Data provided start

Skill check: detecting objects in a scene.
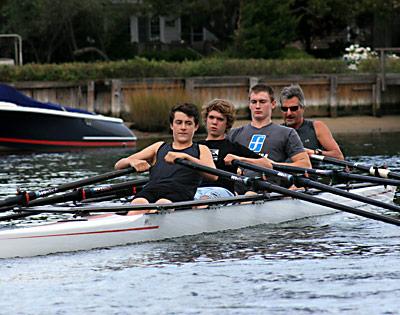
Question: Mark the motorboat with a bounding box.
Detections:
[0,84,137,151]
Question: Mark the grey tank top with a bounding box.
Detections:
[296,119,324,150]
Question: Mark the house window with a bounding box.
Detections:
[150,16,160,40]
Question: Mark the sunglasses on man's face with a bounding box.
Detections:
[281,105,300,113]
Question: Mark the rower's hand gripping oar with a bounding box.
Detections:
[232,160,400,212]
[273,164,400,186]
[310,154,400,179]
[175,159,400,226]
[0,167,136,208]
[0,178,148,221]
[0,178,148,211]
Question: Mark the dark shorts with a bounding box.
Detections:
[134,187,194,203]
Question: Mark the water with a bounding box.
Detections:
[0,135,400,314]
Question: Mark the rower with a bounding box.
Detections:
[115,103,217,214]
[228,84,311,168]
[279,84,344,166]
[195,99,272,199]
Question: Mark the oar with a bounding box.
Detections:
[273,164,400,186]
[0,178,148,221]
[0,194,268,221]
[0,167,136,208]
[232,160,400,212]
[0,179,148,212]
[175,159,400,226]
[310,154,400,179]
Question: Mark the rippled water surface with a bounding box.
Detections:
[0,136,400,314]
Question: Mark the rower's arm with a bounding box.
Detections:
[114,142,163,172]
[224,153,273,169]
[165,144,218,181]
[312,120,344,160]
[273,151,312,168]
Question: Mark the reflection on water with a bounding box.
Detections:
[0,135,400,315]
[336,132,400,158]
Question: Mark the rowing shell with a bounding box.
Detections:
[0,186,395,258]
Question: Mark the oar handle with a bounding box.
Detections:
[175,160,400,226]
[0,167,136,208]
[310,154,400,179]
[272,164,334,177]
[255,181,400,226]
[232,160,294,185]
[174,158,253,185]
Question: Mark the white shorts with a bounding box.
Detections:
[194,187,235,200]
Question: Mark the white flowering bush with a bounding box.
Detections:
[343,44,378,70]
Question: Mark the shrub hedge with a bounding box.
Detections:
[0,58,400,82]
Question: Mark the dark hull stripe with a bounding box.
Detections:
[4,225,159,240]
[0,138,136,147]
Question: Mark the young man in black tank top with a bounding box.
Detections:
[115,103,217,214]
[279,84,344,160]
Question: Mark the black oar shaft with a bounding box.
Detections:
[273,164,400,186]
[257,182,400,226]
[233,161,400,212]
[0,179,148,221]
[311,154,400,179]
[175,159,400,226]
[0,168,136,208]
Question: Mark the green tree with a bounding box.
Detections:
[2,0,136,63]
[236,0,298,58]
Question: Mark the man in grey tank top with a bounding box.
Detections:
[279,84,344,160]
[228,84,311,168]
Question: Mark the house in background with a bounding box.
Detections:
[130,15,218,52]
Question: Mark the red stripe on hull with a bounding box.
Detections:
[0,138,136,147]
[3,225,159,240]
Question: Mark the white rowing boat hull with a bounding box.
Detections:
[0,186,394,258]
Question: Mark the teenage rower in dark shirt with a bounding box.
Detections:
[115,103,217,214]
[195,99,271,199]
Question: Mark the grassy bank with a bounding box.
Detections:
[0,58,400,82]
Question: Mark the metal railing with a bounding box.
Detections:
[0,34,22,66]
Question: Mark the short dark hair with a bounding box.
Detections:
[169,103,200,125]
[201,98,235,131]
[249,83,275,102]
[279,84,306,107]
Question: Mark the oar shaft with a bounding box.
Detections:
[311,154,400,179]
[175,159,400,226]
[253,181,400,226]
[0,168,136,208]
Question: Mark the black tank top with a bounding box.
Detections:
[147,142,202,199]
[296,119,324,150]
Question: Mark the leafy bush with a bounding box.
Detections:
[128,85,202,132]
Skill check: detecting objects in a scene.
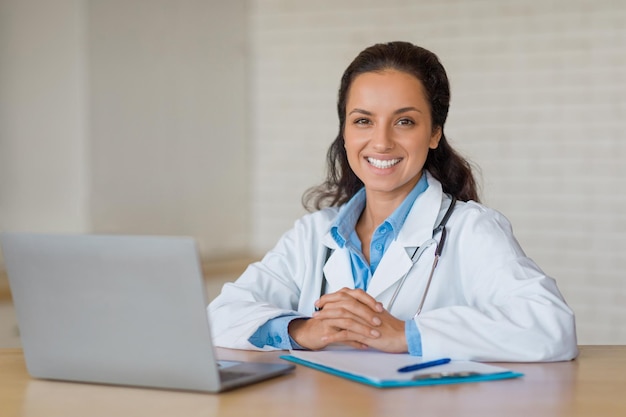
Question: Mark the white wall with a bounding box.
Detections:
[87,0,250,257]
[0,0,89,232]
[0,0,250,258]
[250,0,626,343]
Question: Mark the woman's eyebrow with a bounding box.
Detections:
[393,107,423,114]
[348,109,373,116]
[348,106,423,116]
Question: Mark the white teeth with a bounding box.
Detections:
[367,158,400,169]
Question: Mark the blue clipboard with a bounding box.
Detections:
[280,355,524,388]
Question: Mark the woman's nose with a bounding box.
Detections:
[372,127,394,152]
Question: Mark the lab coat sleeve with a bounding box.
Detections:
[208,212,329,350]
[415,203,578,362]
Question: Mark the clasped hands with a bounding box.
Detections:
[289,288,408,353]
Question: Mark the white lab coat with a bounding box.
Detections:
[209,173,577,362]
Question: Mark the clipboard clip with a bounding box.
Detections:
[411,371,480,381]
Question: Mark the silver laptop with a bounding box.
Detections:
[0,233,294,392]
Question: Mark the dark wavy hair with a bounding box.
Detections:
[302,42,479,210]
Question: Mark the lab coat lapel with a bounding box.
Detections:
[323,233,354,293]
[367,173,443,297]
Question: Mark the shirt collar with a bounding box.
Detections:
[330,174,428,248]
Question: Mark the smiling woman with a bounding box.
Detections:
[209,42,577,361]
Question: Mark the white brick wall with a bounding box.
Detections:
[249,0,626,343]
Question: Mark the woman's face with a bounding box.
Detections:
[344,70,441,199]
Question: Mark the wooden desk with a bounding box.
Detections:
[0,346,626,417]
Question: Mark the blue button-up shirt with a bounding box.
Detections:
[249,175,428,356]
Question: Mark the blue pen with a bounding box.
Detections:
[398,358,450,372]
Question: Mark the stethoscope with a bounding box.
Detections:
[320,197,456,319]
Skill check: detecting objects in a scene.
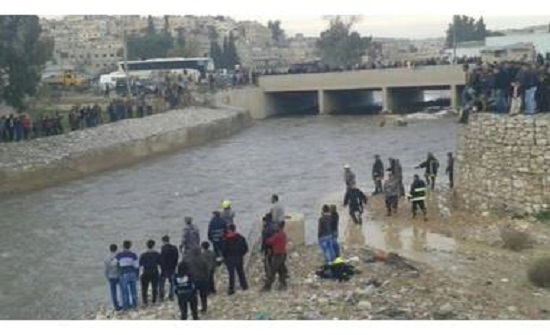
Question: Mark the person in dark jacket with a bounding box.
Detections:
[159,235,179,301]
[139,240,161,305]
[344,186,368,224]
[180,216,201,253]
[222,224,248,295]
[409,174,428,221]
[372,155,384,195]
[317,205,336,264]
[262,225,287,291]
[415,152,439,190]
[201,241,217,294]
[208,211,227,262]
[175,262,199,320]
[183,248,210,313]
[445,152,455,188]
[394,159,407,197]
[329,205,340,257]
[384,173,399,216]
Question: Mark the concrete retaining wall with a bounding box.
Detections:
[455,114,550,214]
[0,108,252,194]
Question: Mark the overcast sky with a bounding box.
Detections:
[7,0,550,38]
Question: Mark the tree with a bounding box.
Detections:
[128,15,174,59]
[446,15,488,48]
[316,15,371,66]
[0,15,53,111]
[267,20,285,44]
[210,41,223,68]
[164,15,170,34]
[145,15,157,35]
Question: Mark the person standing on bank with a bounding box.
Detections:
[344,164,355,189]
[416,152,439,190]
[372,155,384,195]
[384,172,399,216]
[175,261,199,320]
[409,174,428,221]
[329,205,340,258]
[116,241,139,311]
[208,211,227,264]
[139,240,161,306]
[183,248,210,313]
[104,244,122,311]
[445,152,455,188]
[344,185,368,224]
[270,194,285,228]
[220,200,235,225]
[159,235,179,301]
[180,216,201,254]
[262,225,287,291]
[317,205,336,264]
[223,224,248,295]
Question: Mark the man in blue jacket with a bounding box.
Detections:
[208,211,227,262]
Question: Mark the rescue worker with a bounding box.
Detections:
[208,211,227,263]
[409,174,428,221]
[220,200,235,225]
[384,173,399,216]
[344,185,368,224]
[415,152,439,190]
[372,155,384,195]
[344,164,355,189]
[262,224,287,291]
[394,159,406,197]
[445,152,455,188]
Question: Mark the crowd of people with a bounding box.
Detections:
[462,55,550,122]
[104,195,294,320]
[0,78,196,142]
[105,152,454,320]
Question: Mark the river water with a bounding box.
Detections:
[0,116,458,319]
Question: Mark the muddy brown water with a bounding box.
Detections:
[0,116,459,319]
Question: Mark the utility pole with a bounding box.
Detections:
[453,15,458,64]
[122,16,132,99]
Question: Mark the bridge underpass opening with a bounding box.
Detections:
[386,86,459,114]
[319,90,382,114]
[266,91,319,115]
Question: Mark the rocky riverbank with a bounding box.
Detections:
[0,107,251,194]
[85,190,550,320]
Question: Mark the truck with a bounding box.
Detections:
[43,70,89,89]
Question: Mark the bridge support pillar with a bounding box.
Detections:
[382,87,394,113]
[451,85,460,110]
[317,90,334,114]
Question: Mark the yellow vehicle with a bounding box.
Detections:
[44,70,89,88]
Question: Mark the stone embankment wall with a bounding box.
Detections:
[455,114,550,214]
[0,108,252,194]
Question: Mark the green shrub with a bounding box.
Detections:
[500,227,531,251]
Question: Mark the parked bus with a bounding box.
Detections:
[118,57,214,81]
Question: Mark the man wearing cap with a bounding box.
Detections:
[409,174,428,221]
[344,164,355,189]
[180,216,201,254]
[270,194,285,228]
[208,211,227,262]
[372,155,384,195]
[220,200,235,224]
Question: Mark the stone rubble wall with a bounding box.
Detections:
[0,107,252,194]
[455,114,550,214]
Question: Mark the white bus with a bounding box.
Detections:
[118,57,214,81]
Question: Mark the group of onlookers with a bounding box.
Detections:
[462,57,550,115]
[105,195,288,320]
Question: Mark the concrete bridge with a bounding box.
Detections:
[213,65,465,117]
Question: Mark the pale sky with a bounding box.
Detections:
[7,0,550,38]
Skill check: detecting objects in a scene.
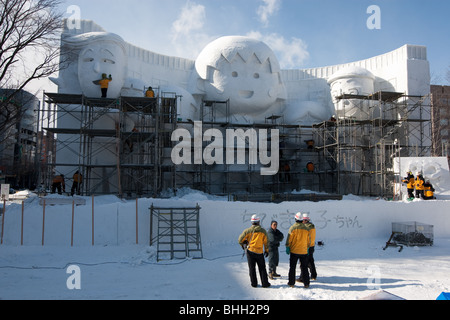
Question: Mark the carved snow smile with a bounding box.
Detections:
[239,90,255,99]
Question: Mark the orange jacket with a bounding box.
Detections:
[98,79,111,89]
[238,225,269,254]
[414,176,425,190]
[286,222,315,254]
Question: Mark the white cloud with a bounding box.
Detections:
[247,31,309,69]
[257,0,281,25]
[171,1,212,59]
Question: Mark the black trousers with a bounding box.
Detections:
[247,250,269,287]
[269,247,280,272]
[408,189,414,198]
[300,247,317,281]
[288,253,309,286]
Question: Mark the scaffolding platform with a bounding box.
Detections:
[150,204,203,261]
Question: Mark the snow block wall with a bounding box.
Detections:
[3,194,450,246]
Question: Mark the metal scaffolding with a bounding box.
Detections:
[38,92,432,201]
[150,204,203,261]
[38,93,177,197]
[314,92,431,197]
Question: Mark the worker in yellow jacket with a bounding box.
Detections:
[238,214,270,288]
[402,171,415,199]
[93,73,112,98]
[297,213,317,282]
[414,172,425,199]
[286,212,311,288]
[423,180,436,200]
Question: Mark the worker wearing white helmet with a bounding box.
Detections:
[297,213,317,282]
[238,214,270,288]
[286,212,311,288]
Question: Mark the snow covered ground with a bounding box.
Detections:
[0,158,450,301]
[0,193,450,300]
[0,239,450,300]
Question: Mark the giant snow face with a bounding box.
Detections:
[328,66,375,120]
[195,36,285,115]
[78,41,126,98]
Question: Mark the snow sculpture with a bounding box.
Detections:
[195,36,286,121]
[328,66,375,120]
[53,32,127,98]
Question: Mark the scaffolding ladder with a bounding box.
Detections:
[150,204,203,261]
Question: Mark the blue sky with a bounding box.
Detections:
[61,0,450,84]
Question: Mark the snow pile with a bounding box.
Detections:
[0,158,450,300]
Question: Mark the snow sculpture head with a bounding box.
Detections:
[328,66,375,119]
[195,36,286,115]
[64,32,127,98]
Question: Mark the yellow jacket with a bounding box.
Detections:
[286,222,315,254]
[72,173,83,183]
[424,183,434,198]
[402,176,415,189]
[98,79,111,89]
[305,222,316,247]
[238,225,269,254]
[415,177,425,190]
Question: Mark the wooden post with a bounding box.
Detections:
[20,201,25,246]
[136,198,139,244]
[92,195,94,246]
[0,200,6,244]
[70,200,75,247]
[42,199,45,246]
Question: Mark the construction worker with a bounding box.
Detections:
[93,73,112,98]
[286,212,311,288]
[238,214,270,288]
[267,220,284,280]
[402,171,414,199]
[414,172,425,199]
[52,174,66,194]
[423,180,436,200]
[70,170,83,196]
[297,213,317,282]
[145,87,155,98]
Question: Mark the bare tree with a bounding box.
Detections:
[0,0,63,141]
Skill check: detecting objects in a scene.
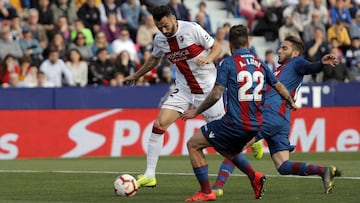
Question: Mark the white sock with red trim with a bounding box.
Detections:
[144,133,164,178]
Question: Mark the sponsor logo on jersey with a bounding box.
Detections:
[167,49,190,63]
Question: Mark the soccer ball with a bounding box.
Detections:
[114,174,137,197]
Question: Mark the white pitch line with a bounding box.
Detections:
[0,169,360,180]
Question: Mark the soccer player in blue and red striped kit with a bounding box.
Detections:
[213,36,341,196]
[181,25,296,202]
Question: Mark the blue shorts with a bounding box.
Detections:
[257,110,295,155]
[201,119,258,154]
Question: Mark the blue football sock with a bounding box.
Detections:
[193,165,211,194]
[233,153,255,180]
[213,159,235,188]
[278,161,323,176]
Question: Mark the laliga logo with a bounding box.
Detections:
[61,109,121,157]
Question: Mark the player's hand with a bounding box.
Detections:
[180,109,197,120]
[124,74,138,85]
[195,57,212,66]
[321,54,339,67]
[289,102,298,111]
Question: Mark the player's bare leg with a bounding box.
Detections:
[137,109,180,188]
[212,138,264,197]
[185,130,216,202]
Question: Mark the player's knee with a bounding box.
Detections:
[186,138,196,152]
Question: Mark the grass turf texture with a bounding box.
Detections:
[0,152,360,203]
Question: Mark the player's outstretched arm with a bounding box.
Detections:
[124,55,161,84]
[274,81,297,110]
[321,54,339,67]
[180,85,225,120]
[195,41,222,66]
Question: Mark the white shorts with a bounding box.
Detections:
[161,87,225,122]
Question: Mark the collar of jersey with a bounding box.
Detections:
[234,49,250,55]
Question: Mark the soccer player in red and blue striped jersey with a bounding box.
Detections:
[215,36,341,197]
[181,25,296,202]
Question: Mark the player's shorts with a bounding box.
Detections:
[161,87,225,122]
[259,110,295,155]
[201,119,258,154]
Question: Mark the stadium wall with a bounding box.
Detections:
[0,84,360,159]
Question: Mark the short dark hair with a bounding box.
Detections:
[284,35,305,56]
[229,25,249,49]
[265,49,274,56]
[151,5,172,21]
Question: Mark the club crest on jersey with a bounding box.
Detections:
[166,49,190,63]
[204,35,210,41]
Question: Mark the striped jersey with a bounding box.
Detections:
[216,49,278,131]
[152,20,216,94]
[264,57,321,121]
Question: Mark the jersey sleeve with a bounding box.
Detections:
[152,34,164,58]
[293,57,322,75]
[216,59,230,87]
[192,22,215,49]
[261,63,278,86]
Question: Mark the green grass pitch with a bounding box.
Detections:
[0,152,360,203]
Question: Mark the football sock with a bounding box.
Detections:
[213,159,235,188]
[193,165,211,194]
[233,153,255,181]
[144,127,165,178]
[278,160,324,176]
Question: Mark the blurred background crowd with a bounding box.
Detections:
[0,0,360,88]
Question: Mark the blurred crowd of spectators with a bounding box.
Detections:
[0,0,360,88]
[226,0,360,82]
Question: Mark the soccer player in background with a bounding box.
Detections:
[214,36,341,196]
[181,25,296,202]
[125,6,225,187]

Data provided end

- _Given problem_
Write out the stretch from the line containing "Question: Mark the rower's arm" through the line containing "[0,186,395,258]", with both of those lines included, reproducing each line exactly.

- _Exercise response_
Question: Mark the rower's arm with a bounding box.
Detections:
[114,142,163,172]
[224,153,273,169]
[165,144,218,181]
[312,120,344,160]
[273,151,312,168]
Question: Mark the reflection on water with a bounding box.
Detections:
[0,135,400,315]
[336,132,400,158]
Question: Mark the rowing shell with a bounding box.
Detections:
[0,186,395,258]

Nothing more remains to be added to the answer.